| RECORDS FOR THE TASK |
-=-=-
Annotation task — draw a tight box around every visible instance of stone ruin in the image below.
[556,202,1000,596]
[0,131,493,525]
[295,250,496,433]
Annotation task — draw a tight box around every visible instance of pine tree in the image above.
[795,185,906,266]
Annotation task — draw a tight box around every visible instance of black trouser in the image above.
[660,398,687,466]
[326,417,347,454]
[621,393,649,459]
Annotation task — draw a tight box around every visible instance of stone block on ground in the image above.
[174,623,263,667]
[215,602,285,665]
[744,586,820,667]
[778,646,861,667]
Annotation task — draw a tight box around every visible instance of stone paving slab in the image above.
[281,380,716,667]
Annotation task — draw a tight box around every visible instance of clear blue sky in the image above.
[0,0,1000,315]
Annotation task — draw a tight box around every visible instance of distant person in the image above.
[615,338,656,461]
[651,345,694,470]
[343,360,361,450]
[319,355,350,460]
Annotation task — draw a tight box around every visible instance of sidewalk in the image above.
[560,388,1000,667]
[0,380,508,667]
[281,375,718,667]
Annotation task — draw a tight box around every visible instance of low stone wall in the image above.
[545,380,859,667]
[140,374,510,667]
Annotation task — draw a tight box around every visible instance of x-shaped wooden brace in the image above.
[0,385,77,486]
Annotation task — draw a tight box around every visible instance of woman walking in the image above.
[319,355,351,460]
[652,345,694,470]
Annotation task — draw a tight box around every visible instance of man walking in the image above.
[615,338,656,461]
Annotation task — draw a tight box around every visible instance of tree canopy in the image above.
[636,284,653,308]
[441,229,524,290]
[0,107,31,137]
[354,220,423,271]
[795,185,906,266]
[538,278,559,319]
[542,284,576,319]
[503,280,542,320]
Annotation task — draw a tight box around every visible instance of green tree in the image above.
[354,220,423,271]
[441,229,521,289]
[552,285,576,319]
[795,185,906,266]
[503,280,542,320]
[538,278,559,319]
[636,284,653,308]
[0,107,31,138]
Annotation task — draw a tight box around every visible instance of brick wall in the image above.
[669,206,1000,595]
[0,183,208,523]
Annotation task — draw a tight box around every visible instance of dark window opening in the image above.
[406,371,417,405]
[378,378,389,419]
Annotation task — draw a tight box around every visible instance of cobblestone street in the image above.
-=-=-
| EXERCISE GOAL |
Write out again the lines from the line with "person in the image above." up to and including the line with "[281,375,718,667]", requests included. In the answers, multiply every box coordinate by 0.35 and round to whole numbers, with halves rounded up.

| RESPONSE |
Annotation task — draw a tight box around every visible instance of distant person in the image above.
[215,118,230,161]
[228,121,243,165]
[120,126,126,158]
[112,124,123,161]
Annotation task — draw a tight box around every visible instance of sidewalk in the image above.
[196,136,350,233]
[0,133,178,233]
[98,131,251,233]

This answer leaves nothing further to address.